● **Text block**
Personal information
- Full name: Martinus Ignatius Nooij
- Date of birth: 3 June 1954 (age 71)
- Place of birth: Heemskerk, Netherlands

Managerial career
- Years: Team
- 2003: Burkina Faso U20
- 2007–2011: Mozambique
- 2012: Santos Cape Town
- 2013–2014: Saint George
- 2014–2015: Tanzania

= Mart Nooij =

Dutch football manager (born 1954)

Martinus Ignatius "Mart" Nooij (born 3 July 1954) is a Dutch football manager.

==Career==
Nooij became a development trainer at the Royal Dutch Football Association. He worked for EVC 1913 in the United States and Kazakhstan. He was manager of the Burkina Faso U-20 team at the 2003 FIFA World Youth Championship. In 2004, he was temporarily assistant-coach at Dutch side FC Volendam.

In 2007, he was appointed head coach of the Mozambique national football team. As the manager of Mozambique he qualified the squad for the 2010 African Cup of Nations following a 12-year hiatus from the tournament finals. Mozambique finished bottom of their group with one draw and two losses. After failing to reach the 2012 African Cup of Nations, Nooij resigned from his managerial position in September 2011. He was replaced by German coach Gert Engels.

On 19 April 2012, he was named as the head coach of Premier Soccer League side Santos, but was sacked 18 December 2012.

In November 2013, Nooij became the head coach of the Ethiopian side Saint George and five months later, he accepted the head coaching job of Tanzania on 25 April 2014. He was sacked in June 2015.

● **Records in a dataset**
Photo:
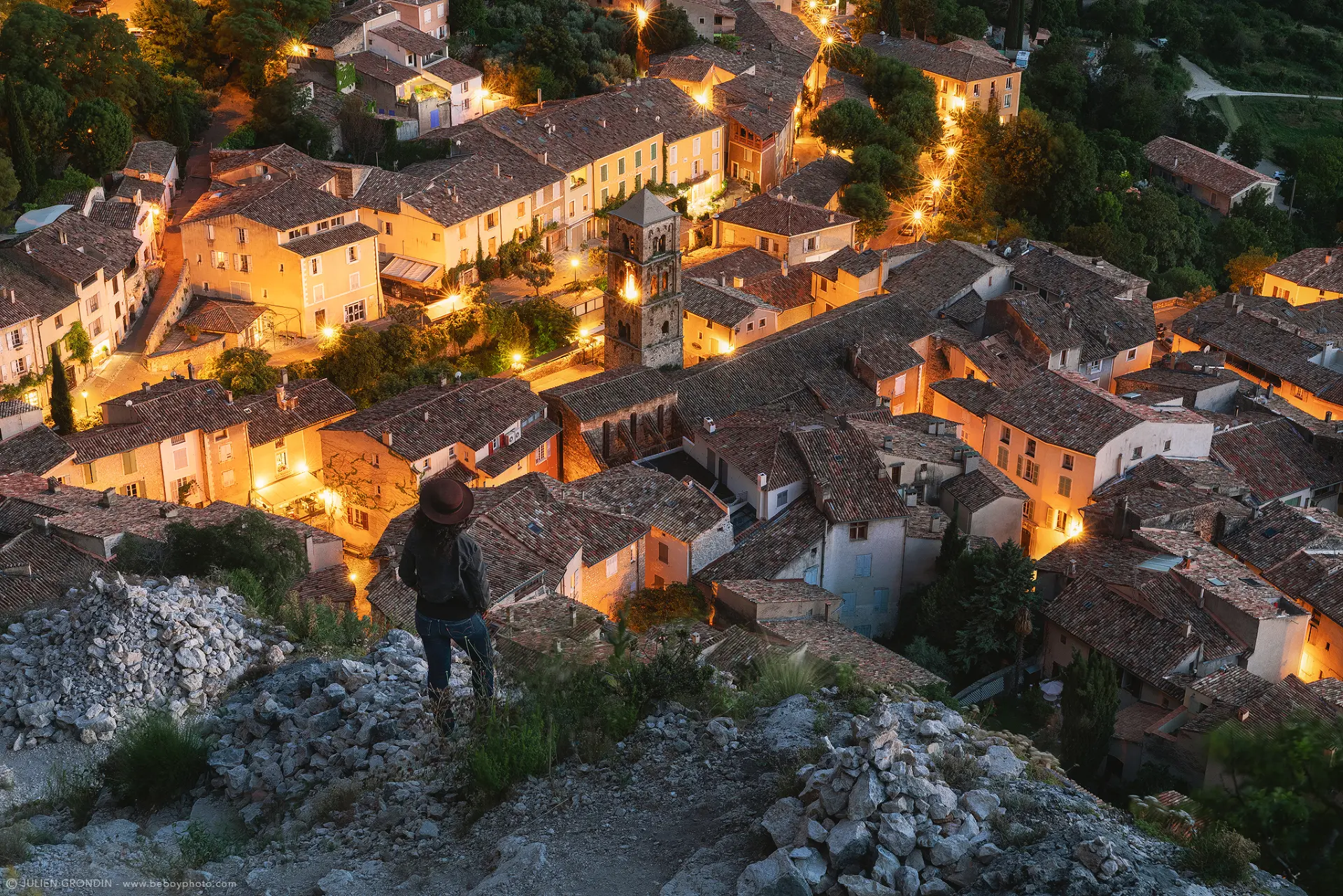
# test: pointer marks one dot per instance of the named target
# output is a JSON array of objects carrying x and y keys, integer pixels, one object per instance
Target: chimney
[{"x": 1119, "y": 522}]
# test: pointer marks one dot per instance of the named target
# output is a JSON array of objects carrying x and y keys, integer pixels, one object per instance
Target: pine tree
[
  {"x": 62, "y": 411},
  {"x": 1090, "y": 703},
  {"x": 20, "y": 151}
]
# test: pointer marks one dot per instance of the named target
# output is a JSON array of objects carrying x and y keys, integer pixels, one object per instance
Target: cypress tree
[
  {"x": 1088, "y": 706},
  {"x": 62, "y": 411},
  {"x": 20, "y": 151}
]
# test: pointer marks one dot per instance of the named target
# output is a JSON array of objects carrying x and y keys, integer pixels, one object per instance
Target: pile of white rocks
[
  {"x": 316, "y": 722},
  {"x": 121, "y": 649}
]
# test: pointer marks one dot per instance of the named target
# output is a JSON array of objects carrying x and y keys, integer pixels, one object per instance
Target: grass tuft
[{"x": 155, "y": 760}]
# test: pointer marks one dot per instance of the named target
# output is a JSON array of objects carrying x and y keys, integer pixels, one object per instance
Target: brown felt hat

● **Problem to work on**
Condense the paragraph beginning "In 2007, he was appointed" from the Mart Nooij text above into a short bulleted list that keeps its main facts.

● **Exercise solution**
- Appointed head coach of Mozambique in 2007.
- Qualified Mozambique for the 2010 African Cup of Nations, ending a 12-year absence from the finals.
- Mozambique finished last in their group with one draw and two losses.
- Resigned in September 2011 after failing to reach the 2012 African Cup of Nations.
- Replaced by German coach Gert Engels.